» Working data:
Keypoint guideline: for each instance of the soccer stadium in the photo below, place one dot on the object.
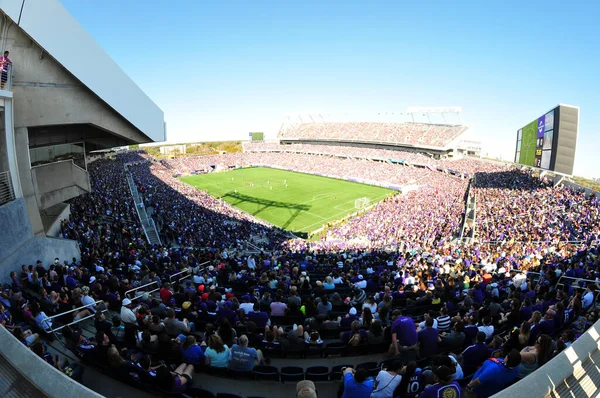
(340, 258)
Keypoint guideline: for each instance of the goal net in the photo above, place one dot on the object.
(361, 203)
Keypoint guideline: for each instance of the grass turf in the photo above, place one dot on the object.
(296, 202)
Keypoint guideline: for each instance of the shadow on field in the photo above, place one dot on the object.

...

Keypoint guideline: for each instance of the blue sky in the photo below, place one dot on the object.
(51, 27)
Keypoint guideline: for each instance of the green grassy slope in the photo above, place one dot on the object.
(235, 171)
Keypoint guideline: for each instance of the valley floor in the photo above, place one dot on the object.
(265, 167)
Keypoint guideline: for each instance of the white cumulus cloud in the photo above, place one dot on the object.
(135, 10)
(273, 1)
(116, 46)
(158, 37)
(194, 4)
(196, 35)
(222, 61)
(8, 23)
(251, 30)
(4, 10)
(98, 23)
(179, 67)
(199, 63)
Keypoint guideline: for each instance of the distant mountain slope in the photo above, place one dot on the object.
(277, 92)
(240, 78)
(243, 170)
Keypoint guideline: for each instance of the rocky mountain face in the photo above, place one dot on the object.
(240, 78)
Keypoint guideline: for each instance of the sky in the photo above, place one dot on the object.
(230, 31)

» Activity: Copy the entries above exactly, but only the stretch from the line containing "Keypoint guideline: for each instance of the soccer" through the line containing "Keypoint guideline: for each instance of the shadow". Keep both end lines; drop the pictures.

» Task output:
Keypoint guideline: for each instance of the soccer stadium in the photo below, place one dot on the object.
(340, 258)
Keypoint guideline: for each instance of the goal net in the photo above, place one dot on the object.
(361, 203)
Keypoint guideline: for each instance of the grass turf in the photo above, place one dot on the object.
(296, 202)
Keypoint guideline: for each instance of the shadow on field in the photo above, place one dot on the object.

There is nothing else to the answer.